— begin Records —

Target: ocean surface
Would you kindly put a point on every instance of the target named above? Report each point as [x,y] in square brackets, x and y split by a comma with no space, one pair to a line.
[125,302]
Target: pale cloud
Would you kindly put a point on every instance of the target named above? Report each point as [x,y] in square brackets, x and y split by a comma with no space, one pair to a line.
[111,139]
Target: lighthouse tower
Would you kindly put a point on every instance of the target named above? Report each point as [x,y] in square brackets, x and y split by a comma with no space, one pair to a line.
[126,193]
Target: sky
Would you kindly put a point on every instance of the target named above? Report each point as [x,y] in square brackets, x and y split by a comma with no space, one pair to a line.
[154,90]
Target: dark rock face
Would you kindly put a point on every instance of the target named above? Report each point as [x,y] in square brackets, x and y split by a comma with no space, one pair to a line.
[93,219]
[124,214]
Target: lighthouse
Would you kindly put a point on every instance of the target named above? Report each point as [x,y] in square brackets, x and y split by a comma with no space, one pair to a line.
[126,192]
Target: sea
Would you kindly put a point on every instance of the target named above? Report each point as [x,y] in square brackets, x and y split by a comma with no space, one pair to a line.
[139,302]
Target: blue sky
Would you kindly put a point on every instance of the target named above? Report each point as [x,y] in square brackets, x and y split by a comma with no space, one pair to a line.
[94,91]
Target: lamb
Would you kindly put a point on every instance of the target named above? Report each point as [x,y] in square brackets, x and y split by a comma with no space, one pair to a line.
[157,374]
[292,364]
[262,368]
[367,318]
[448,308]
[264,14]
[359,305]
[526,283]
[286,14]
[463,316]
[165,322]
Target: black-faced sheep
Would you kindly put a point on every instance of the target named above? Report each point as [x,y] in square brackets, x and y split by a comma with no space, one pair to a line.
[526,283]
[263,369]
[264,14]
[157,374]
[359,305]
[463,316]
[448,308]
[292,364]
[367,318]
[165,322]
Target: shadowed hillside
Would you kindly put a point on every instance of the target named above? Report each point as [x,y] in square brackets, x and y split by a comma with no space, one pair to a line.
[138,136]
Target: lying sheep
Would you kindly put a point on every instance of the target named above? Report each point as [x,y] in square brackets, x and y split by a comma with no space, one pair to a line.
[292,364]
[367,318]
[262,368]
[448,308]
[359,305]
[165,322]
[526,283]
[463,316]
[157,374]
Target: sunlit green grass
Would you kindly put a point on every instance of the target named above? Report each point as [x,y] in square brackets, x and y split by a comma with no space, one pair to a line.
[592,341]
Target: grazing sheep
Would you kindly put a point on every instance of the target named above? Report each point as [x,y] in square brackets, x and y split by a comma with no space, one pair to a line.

— end Records —

Set down all of the entries exactly, please.

Target: ocean surface
Would you kindly put a point on every instance of the target named above? Report each point as [x,y] in square brackets, x and y split by a comma with no space, one pair to a line.
[125,302]
Target: pale cloud
Would you kindly put a point on every instance of the target named above? Report each point as [x,y] in square brackets, x and y split by a comma with no space, one pair to a line.
[111,139]
Target: lighthouse tower
Would you kindly put a point on every instance of the target named above? Report each point as [x,y] in square brackets, x and y split by a comma with no space, one pair to a line.
[126,193]
Target: sky
Would you kindly put a point on every instance of the target named above? Report each point as [x,y] in square brackets, x and y split by a comma with no space, one pair to a line.
[154,90]
Target: dark rock face
Would you kindly put a point on every instance of the target named above? Report each point as [x,y] in square brackets, x and y split by a comma with no space, one pair to a line.
[93,219]
[124,214]
Target: lighthouse
Would you kindly put a point on every instance of the target named above? Report each point as [x,y] in square brackets, x and y split by a comma with no space, one pair to a line.
[126,192]
Target: sea
Would you kindly put a point on every instance of the target named above? Report each point as [x,y] in square brackets, x and y split by a comma with no space, one pair to a line.
[139,302]
Target: blue sky
Would you kindly put a point on every instance of the target named above? Report each point as [x,y] in square brackets, x and y split by a comma with no space, one pair to a line.
[94,91]
Target: lamb
Would you kindly put a point on every instance of the target named above? Report each point as [x,y] in square brackets, x and y split by a comma with no space, one pair to a line.
[157,374]
[292,364]
[262,368]
[367,318]
[448,308]
[264,14]
[359,305]
[526,283]
[286,14]
[463,316]
[165,322]
Target: black-faced sheep
Would you kindly put a point on every instance of the target named above? Report each point as [x,y] in square brackets, x and y split by a comma with no space, one pair to a line.
[526,283]
[263,369]
[264,14]
[157,374]
[359,305]
[463,316]
[448,308]
[292,364]
[367,318]
[165,322]
Target: shadowed hillside
Would you kindly put a point on every instance of the target named above? Report each point as [x,y] in square brackets, x and y split by a comma with no space, one pair to a line.
[138,136]
Target: lying sheep
Would you kindly put a point on every instance of the target named above? Report each point as [x,y] in square brackets, x and y split by a comma with no space, one pair to a line.
[292,364]
[367,318]
[262,368]
[448,308]
[359,305]
[165,322]
[526,283]
[463,316]
[157,374]
Target: sunlit green grass
Would you kindly put a point on every instance of the target named above? Report each point as [x,y] in square brackets, x and y split by a comma with no space, one pair to a line.
[592,341]
Target: grazing sheep
Would you kindly put a point on every instance of the target named above? Report each point as [x,y] in square brackets, x and y split by a comma with no space, one pair to a line.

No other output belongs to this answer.